Information shown:
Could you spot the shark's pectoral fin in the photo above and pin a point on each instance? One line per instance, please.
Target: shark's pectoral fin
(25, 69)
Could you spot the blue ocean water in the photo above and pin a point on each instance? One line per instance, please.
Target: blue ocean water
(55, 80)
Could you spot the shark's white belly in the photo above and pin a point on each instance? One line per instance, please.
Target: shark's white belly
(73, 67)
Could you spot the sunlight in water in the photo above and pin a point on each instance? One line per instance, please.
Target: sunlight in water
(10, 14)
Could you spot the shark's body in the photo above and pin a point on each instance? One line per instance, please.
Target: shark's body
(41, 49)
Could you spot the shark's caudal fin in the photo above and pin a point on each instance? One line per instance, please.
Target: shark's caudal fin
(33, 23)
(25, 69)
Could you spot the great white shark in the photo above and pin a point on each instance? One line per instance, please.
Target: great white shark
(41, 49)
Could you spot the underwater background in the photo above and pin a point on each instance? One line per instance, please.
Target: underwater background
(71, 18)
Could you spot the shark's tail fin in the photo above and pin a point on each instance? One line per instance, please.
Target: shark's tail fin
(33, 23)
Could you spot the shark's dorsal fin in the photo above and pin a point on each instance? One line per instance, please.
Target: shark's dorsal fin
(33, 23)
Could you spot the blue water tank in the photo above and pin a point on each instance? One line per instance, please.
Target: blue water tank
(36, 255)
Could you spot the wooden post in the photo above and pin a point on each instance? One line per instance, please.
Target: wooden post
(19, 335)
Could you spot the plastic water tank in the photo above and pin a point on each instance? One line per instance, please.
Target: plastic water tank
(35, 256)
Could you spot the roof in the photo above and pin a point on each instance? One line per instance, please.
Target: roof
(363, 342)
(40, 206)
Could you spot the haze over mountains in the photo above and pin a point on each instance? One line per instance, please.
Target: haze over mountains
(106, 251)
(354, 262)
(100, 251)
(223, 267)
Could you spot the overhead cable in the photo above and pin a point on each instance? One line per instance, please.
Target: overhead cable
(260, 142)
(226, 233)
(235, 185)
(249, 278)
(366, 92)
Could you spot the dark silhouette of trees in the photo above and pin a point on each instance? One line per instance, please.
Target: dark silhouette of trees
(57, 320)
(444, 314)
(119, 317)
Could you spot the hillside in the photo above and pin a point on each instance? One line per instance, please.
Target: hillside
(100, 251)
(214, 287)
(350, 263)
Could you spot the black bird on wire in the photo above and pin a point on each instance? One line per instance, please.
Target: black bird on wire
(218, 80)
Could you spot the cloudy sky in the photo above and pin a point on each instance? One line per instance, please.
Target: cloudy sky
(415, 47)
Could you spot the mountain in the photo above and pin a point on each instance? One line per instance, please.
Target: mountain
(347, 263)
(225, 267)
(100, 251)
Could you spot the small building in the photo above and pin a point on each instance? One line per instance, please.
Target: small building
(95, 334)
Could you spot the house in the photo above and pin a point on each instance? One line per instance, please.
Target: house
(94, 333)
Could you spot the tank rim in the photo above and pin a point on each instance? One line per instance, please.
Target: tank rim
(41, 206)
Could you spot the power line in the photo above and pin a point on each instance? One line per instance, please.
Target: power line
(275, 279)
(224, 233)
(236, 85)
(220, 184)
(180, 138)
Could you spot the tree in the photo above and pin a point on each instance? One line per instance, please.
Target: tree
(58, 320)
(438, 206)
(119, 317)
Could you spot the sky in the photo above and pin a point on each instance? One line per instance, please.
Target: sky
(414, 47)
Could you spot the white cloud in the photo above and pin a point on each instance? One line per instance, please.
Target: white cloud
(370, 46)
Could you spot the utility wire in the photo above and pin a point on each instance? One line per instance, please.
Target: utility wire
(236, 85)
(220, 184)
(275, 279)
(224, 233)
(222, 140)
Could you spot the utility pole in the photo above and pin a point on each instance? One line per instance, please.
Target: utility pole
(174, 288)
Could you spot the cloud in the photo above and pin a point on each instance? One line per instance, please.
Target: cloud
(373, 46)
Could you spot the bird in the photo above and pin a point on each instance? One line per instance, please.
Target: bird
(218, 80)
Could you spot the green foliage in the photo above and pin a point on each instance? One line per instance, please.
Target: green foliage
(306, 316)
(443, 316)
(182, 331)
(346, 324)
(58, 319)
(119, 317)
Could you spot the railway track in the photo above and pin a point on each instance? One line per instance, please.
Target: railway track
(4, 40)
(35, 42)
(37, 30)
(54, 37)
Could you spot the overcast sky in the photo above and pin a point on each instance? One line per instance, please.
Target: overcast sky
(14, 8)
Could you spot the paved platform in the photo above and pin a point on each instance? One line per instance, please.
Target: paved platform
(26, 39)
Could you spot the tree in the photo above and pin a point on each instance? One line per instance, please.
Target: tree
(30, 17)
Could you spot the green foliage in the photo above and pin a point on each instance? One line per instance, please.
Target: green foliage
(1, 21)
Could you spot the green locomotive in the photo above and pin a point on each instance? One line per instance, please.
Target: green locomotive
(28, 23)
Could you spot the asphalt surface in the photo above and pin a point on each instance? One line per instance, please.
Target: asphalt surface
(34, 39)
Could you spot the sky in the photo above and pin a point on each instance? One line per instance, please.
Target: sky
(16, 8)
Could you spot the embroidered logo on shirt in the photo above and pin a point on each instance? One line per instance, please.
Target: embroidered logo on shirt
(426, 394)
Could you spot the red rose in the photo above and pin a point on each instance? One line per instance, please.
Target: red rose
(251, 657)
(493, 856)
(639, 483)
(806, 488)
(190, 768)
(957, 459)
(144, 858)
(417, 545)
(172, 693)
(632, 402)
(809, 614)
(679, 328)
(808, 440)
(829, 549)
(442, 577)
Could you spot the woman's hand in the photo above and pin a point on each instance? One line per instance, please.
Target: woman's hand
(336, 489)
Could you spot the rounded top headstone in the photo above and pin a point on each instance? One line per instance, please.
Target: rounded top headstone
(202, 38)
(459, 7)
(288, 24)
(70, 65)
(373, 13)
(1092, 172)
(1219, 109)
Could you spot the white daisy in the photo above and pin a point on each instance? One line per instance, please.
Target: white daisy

What to produce:
Print the lines of the material above word for word, starting at the line that contains "Could you spot the rounded" and ending after the line that contains "(1219, 109)".

Result:
Could you spot the rounded top headstone in the photo above and pin a point on each instance? One line per instance, please.
Target: rounded top headstone
(202, 38)
(459, 7)
(288, 24)
(70, 65)
(373, 13)
(1092, 172)
(1219, 109)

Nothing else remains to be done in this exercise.